Only the records, repeated exactly, should make up the response.

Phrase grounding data
Start of Block

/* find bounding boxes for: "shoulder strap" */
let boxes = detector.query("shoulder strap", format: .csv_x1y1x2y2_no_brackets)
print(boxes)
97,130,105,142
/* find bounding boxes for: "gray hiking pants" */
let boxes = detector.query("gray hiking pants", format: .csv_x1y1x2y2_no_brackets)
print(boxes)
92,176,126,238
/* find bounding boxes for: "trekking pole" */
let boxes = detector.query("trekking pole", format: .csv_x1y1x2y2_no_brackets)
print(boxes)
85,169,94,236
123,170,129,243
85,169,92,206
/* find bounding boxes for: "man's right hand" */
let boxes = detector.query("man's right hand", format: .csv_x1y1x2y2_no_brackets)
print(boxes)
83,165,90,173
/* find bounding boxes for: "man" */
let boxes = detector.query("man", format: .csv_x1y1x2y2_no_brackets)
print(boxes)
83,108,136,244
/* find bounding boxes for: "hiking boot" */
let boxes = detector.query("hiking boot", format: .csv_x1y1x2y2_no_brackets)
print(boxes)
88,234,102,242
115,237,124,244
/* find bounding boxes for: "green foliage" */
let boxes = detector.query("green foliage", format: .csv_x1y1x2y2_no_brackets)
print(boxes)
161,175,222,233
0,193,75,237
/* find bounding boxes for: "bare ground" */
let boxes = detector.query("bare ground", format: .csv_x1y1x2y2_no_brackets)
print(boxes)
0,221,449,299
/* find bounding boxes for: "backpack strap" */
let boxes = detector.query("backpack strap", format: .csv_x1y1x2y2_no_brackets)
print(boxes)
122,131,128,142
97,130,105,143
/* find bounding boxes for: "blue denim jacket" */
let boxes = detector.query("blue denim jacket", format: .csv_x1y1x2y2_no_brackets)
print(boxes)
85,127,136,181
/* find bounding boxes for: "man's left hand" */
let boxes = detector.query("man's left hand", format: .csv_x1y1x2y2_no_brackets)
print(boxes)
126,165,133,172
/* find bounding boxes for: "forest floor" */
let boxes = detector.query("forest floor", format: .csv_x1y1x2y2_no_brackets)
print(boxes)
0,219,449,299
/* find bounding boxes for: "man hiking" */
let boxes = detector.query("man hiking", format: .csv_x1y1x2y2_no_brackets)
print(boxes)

End of Block

ANSWER TO THIS EXERCISE:
/* find bounding boxes for: "shoulder strap" */
let boxes = detector.query("shoulder strap", format: .csv_x1y1x2y2_no_brackets)
print(boxes)
97,130,105,142
/* find bounding boxes for: "gray hiking pants" */
let boxes = detector.query("gray hiking pants", format: .csv_x1y1x2y2_no_brackets)
print(boxes)
92,176,126,238
/* find bounding boxes for: "trekking pole" */
let boxes = detector.query("trekking pole", format: .csv_x1y1x2y2_no_brackets)
print(boxes)
85,169,94,236
123,170,129,243
85,169,92,206
/* find bounding boxes for: "man's right hand" */
let boxes = detector.query("man's right hand", format: .csv_x1y1x2y2_no_brackets)
print(boxes)
83,165,90,173
/* find bounding boxes for: "man" */
let boxes = detector.query("man", format: .csv_x1y1x2y2_no_brackets)
print(boxes)
83,108,136,244
/* find bounding boxes for: "hiking boot" */
let boxes = detector.query("hiking boot", format: .csv_x1y1x2y2_no_brackets)
print(boxes)
88,234,102,242
115,237,124,244
/* find bounding boxes for: "green foliage" */
let boxes = detector.query("green foliage", format: .csv_x1y1x2y2_no_brackets)
print(boxes)
161,175,222,233
0,193,75,237
/* find bounding boxes for: "bare ground" */
let boxes = detector.query("bare ground", format: .csv_x1y1x2y2_no_brackets)
print(boxes)
0,221,449,299
/* find bounding boxes for: "backpack strap" */
let boxes = detector.query("backpack strap", format: .csv_x1y1x2y2_no_brackets)
print(boxes)
122,131,128,142
97,130,105,143
/* find bounding boxes for: "blue denim jacket" */
let boxes = detector.query("blue denim jacket", format: .csv_x1y1x2y2_no_brackets)
print(boxes)
85,127,136,181
/* find bounding boxes for: "man's left hand" */
let boxes = detector.query("man's left hand", format: .csv_x1y1x2y2_no_brackets)
print(boxes)
126,165,133,172
/* find bounding boxes for: "forest floor" */
let boxes = detector.query("forest floor", format: .csv_x1y1x2y2_no_brackets)
print(boxes)
0,219,449,299
/* find bounding boxes for: "man hiking" */
let boxes = detector.query("man hiking", format: .csv_x1y1x2y2_no_brackets)
print(boxes)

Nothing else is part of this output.